* _TASK INSTRUCTIONS_: Starting with the line that contains "of the out-of-focus", set down each line through the end of the entries below, exactly and with nothing added.

* _DATA PROVIDED_:
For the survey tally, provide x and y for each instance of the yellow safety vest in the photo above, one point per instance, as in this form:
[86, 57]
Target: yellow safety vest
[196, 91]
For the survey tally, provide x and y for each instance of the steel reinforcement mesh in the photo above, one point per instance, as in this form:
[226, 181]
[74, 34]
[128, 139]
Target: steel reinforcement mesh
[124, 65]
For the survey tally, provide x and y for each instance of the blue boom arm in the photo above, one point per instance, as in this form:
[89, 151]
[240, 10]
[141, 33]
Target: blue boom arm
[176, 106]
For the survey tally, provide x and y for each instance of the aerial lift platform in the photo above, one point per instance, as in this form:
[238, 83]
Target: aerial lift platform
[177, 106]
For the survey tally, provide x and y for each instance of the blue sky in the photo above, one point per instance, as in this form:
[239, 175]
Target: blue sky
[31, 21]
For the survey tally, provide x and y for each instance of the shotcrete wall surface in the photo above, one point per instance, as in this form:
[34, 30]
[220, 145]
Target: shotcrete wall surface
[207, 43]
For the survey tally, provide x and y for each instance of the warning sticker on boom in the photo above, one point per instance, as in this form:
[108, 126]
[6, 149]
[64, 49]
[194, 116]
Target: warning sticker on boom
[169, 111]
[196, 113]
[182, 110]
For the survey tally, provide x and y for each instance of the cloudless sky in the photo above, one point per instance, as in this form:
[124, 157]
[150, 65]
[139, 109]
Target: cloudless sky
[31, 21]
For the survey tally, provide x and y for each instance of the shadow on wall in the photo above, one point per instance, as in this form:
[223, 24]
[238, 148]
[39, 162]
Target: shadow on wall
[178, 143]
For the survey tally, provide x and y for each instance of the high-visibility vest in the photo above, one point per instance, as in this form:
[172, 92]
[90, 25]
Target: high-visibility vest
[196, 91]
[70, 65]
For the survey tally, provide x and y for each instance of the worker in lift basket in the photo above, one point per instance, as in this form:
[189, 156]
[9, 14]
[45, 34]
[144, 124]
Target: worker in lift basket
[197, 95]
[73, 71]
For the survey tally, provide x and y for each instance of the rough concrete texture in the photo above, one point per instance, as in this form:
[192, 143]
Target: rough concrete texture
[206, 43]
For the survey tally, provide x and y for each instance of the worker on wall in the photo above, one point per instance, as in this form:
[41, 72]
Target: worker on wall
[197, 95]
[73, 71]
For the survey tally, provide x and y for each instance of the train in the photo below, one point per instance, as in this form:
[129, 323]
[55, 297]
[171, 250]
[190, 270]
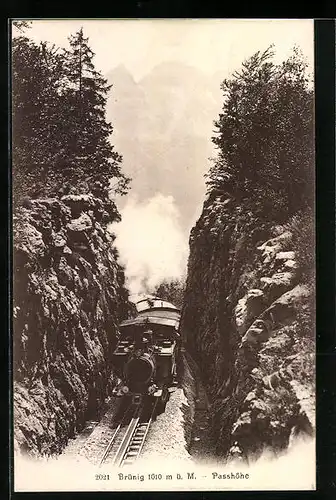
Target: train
[145, 357]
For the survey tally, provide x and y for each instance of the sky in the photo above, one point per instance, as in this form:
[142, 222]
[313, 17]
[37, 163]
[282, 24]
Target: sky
[209, 44]
[151, 241]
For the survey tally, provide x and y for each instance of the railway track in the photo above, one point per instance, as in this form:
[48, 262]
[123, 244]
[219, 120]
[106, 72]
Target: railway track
[129, 436]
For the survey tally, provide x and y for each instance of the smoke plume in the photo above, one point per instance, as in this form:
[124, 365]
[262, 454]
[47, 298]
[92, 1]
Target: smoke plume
[151, 243]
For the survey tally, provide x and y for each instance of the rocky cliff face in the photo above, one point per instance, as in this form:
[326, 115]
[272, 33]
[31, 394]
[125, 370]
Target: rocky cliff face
[247, 320]
[68, 298]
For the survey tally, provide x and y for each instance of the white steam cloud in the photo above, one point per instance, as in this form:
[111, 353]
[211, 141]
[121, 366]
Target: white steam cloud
[151, 243]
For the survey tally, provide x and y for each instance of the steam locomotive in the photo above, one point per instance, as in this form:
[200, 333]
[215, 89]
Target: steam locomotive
[145, 356]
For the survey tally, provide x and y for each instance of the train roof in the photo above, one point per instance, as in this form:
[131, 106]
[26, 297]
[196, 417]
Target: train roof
[151, 303]
[164, 317]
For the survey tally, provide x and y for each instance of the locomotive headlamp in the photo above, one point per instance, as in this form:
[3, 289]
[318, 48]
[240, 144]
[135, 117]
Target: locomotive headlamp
[152, 389]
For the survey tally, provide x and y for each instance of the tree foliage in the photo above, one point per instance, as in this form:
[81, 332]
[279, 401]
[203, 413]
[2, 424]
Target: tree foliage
[61, 139]
[171, 290]
[265, 137]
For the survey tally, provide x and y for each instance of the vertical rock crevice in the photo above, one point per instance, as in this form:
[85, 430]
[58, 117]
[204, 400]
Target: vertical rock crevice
[69, 296]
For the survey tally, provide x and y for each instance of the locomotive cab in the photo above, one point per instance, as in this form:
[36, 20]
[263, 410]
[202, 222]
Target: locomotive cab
[145, 356]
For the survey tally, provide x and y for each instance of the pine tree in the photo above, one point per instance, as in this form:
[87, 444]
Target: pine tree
[36, 104]
[92, 160]
[264, 137]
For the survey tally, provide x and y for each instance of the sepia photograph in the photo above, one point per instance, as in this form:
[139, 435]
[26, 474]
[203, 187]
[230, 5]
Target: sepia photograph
[163, 221]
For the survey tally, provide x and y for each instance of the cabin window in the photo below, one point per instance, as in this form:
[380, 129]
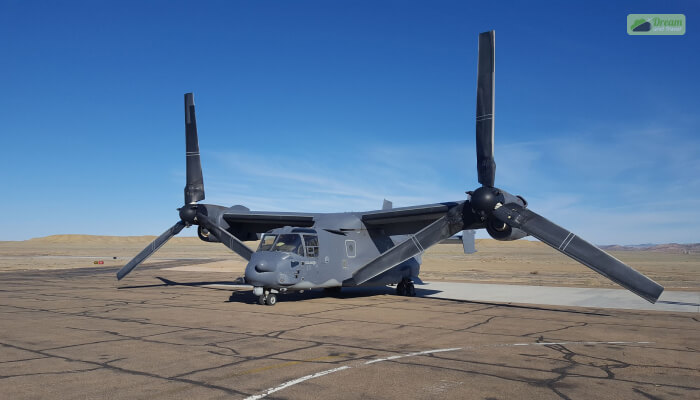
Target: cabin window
[350, 248]
[267, 242]
[311, 242]
[289, 243]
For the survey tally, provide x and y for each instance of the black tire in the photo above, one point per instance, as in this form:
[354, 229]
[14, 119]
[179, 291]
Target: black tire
[410, 290]
[401, 288]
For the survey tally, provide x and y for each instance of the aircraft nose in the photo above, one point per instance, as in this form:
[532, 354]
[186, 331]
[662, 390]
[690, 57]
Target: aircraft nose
[264, 266]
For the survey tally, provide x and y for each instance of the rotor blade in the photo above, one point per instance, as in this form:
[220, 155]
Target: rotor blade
[225, 237]
[486, 81]
[150, 249]
[441, 229]
[580, 250]
[194, 189]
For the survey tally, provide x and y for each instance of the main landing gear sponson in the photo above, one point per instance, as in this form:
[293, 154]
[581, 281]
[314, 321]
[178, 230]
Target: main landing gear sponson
[267, 298]
[405, 288]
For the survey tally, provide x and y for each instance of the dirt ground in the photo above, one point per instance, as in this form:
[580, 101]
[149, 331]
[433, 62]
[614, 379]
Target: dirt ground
[520, 262]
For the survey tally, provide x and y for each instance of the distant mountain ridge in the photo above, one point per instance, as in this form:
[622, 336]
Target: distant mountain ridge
[662, 248]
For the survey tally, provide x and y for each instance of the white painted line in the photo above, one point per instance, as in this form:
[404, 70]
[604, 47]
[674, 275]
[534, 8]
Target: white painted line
[295, 381]
[419, 353]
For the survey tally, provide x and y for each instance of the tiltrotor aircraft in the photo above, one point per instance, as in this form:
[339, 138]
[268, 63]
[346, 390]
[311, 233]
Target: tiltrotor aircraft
[300, 251]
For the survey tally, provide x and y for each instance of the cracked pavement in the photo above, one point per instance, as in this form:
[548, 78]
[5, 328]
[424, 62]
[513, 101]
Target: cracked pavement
[79, 333]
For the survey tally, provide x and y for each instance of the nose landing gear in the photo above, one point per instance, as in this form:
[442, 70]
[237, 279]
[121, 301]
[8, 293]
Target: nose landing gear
[267, 298]
[406, 288]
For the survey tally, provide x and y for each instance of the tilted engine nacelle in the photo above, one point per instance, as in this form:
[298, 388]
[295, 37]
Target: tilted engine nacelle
[501, 231]
[215, 213]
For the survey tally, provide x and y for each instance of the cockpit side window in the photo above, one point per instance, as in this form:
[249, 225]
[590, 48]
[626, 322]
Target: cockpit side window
[267, 242]
[289, 243]
[311, 242]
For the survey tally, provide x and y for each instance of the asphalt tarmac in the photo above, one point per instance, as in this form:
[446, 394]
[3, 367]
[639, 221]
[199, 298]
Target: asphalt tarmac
[81, 334]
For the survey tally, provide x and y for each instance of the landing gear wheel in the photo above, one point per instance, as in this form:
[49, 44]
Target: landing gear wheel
[410, 289]
[401, 288]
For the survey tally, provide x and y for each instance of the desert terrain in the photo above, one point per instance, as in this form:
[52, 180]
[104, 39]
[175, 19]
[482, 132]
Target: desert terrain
[520, 262]
[71, 330]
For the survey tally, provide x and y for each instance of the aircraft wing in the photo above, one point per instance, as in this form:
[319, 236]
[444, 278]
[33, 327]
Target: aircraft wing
[405, 220]
[263, 221]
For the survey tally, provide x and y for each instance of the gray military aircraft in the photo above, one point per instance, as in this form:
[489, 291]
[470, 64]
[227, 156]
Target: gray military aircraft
[301, 251]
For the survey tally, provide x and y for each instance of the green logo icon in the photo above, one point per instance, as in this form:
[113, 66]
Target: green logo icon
[656, 24]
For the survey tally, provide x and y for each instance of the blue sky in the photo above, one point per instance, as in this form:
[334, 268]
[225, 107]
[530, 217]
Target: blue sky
[335, 105]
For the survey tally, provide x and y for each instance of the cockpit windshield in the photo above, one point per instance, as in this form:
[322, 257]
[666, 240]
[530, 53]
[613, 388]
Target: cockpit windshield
[289, 243]
[267, 242]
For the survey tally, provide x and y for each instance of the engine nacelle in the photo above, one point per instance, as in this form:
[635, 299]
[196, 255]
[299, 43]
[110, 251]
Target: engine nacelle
[205, 235]
[502, 231]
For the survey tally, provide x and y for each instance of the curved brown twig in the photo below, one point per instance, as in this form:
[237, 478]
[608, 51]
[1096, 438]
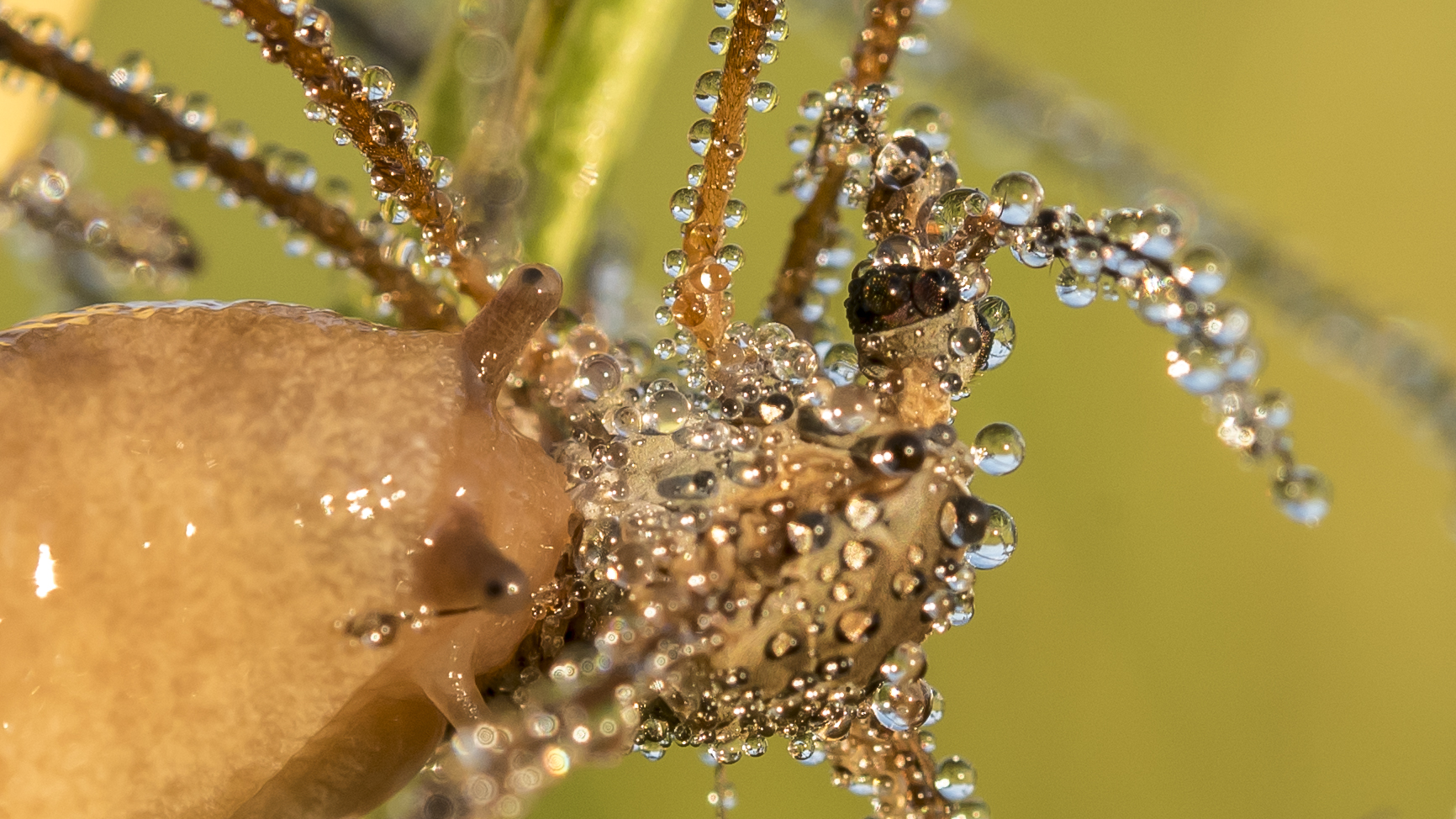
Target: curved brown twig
[379, 133]
[874, 54]
[696, 308]
[418, 306]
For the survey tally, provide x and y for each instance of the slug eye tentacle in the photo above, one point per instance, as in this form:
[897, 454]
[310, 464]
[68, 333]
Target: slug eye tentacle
[459, 570]
[495, 338]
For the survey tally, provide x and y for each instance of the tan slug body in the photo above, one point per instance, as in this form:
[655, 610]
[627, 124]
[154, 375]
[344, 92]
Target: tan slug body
[198, 506]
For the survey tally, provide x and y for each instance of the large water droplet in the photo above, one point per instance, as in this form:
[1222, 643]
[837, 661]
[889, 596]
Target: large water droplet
[963, 520]
[1203, 270]
[1195, 366]
[377, 83]
[1000, 541]
[718, 40]
[900, 162]
[1016, 198]
[1302, 493]
[956, 779]
[699, 136]
[683, 204]
[996, 314]
[841, 363]
[849, 410]
[1000, 449]
[734, 213]
[708, 89]
[314, 28]
[666, 411]
[901, 705]
[763, 97]
[905, 663]
[133, 73]
[1075, 290]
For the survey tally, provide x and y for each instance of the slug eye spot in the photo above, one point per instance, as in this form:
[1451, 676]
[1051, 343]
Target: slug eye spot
[461, 568]
[499, 588]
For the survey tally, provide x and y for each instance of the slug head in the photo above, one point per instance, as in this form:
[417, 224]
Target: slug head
[499, 519]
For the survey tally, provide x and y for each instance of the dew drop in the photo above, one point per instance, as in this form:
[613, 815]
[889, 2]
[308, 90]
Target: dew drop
[133, 73]
[1075, 290]
[1197, 367]
[377, 83]
[929, 124]
[314, 27]
[809, 532]
[841, 363]
[1016, 198]
[597, 377]
[763, 97]
[951, 210]
[1302, 493]
[706, 91]
[963, 520]
[53, 185]
[718, 40]
[1000, 449]
[996, 314]
[901, 705]
[900, 162]
[198, 113]
[811, 105]
[684, 204]
[905, 662]
[956, 779]
[857, 554]
[443, 171]
[734, 213]
[1000, 541]
[849, 410]
[666, 411]
[1203, 270]
[857, 626]
[699, 136]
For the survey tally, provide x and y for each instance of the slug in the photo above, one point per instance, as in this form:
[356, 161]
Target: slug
[252, 557]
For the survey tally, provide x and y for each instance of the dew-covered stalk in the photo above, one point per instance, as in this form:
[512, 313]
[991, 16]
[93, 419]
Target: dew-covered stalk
[702, 305]
[357, 99]
[195, 145]
[875, 50]
[606, 59]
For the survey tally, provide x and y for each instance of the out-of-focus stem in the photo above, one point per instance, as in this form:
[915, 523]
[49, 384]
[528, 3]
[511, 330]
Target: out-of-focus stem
[417, 304]
[373, 130]
[590, 99]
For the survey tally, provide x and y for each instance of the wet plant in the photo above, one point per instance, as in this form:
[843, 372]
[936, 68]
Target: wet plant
[747, 529]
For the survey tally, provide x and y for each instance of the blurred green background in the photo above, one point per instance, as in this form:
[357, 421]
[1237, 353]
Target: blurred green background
[1163, 643]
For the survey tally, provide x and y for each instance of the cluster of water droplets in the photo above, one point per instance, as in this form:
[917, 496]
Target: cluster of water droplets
[392, 124]
[1139, 256]
[107, 251]
[672, 481]
[683, 300]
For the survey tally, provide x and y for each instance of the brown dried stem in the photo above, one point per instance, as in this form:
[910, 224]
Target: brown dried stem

* _ANSWER TO THE TASK_:
For the survey tally, provide x and y for each instance of the out-of-focus stem in the photo above, one point per instance, as in this form:
[915, 523]
[49, 384]
[528, 3]
[511, 330]
Target: out-of-focus stem
[417, 304]
[373, 130]
[590, 99]
For the survey tally, provide x and y for each instance of the wet plant in the photo above, one point per instance, as in this form:
[843, 372]
[936, 68]
Target: wet plant
[747, 529]
For the survey tally, provide x and y for each instance of the blurred green background in the photo above, one point per instance, as in this form:
[357, 421]
[1237, 353]
Target: blurred green background
[1163, 643]
For the survey tally, provide x and y for each instance of the cluster of water droplets in the photo above, one point per instance, as in this form:
[917, 496]
Target: cluster of water droplets
[392, 124]
[1139, 256]
[107, 251]
[672, 481]
[683, 300]
For the survey tally, provide x and y for each instance of the brown dried stem in the photo above, one point per instance, as in this form:
[910, 224]
Target: brown dried stem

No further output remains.